▶ **GOAL**
Recast the material starting at the line containing "of the leaning" and ending at the line containing "pixel 250 185" as a numbered list of those lines only, omitting any blank lines.

— start TASK DATA —

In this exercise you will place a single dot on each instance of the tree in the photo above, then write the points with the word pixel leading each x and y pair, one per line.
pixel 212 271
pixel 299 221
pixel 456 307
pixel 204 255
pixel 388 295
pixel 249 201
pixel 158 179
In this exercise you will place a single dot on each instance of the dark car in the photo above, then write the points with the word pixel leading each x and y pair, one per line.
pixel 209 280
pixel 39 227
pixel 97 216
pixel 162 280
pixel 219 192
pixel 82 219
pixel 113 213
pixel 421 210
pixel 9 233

— end TASK DATA —
— start TASK DATA —

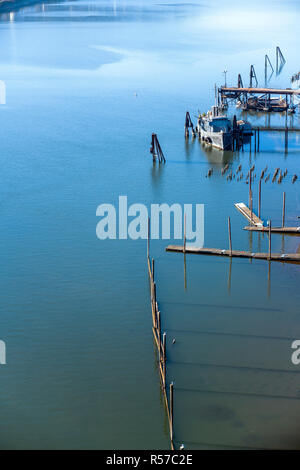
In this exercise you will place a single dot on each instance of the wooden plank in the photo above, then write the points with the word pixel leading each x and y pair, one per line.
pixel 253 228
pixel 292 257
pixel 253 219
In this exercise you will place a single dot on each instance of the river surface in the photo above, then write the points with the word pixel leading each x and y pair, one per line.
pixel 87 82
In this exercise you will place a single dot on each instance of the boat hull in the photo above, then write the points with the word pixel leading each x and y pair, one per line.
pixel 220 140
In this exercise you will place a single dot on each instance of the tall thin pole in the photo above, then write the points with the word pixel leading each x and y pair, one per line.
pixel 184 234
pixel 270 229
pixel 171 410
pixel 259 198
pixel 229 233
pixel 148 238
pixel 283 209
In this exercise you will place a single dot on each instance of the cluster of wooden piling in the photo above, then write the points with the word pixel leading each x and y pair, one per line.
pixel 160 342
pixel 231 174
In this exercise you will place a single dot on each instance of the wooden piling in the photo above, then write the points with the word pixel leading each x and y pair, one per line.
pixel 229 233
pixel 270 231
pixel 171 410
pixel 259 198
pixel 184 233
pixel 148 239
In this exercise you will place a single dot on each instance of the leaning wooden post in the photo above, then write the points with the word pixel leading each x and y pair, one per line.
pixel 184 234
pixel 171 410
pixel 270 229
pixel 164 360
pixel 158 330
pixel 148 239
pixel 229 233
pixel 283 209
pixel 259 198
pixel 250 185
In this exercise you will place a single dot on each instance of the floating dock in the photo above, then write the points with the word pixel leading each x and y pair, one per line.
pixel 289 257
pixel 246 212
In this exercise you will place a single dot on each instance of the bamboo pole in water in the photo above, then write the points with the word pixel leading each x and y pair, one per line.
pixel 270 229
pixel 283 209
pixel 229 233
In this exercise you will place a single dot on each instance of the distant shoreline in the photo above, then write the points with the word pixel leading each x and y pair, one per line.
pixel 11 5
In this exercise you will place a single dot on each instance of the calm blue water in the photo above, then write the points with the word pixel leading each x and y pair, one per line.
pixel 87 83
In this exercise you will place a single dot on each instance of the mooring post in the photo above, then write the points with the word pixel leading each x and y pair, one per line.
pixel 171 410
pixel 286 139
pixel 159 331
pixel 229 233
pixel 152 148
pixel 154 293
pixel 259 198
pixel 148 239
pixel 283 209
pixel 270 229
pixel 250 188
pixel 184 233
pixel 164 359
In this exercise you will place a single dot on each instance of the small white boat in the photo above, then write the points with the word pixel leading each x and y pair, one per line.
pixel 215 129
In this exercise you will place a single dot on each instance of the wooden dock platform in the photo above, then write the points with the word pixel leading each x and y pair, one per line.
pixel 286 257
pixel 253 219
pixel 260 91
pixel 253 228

— end TASK DATA —

▶ **WRITTEN ANSWER**
1. In this exercise you will place a single dot on each instance of the leaning wooden post in the photo above, then write the points with the word pixel leading each x and y pair, one per line.
2. pixel 184 234
3. pixel 171 410
4. pixel 270 229
5. pixel 164 360
6. pixel 158 330
7. pixel 148 239
8. pixel 229 233
9. pixel 283 209
10. pixel 259 198
11. pixel 250 185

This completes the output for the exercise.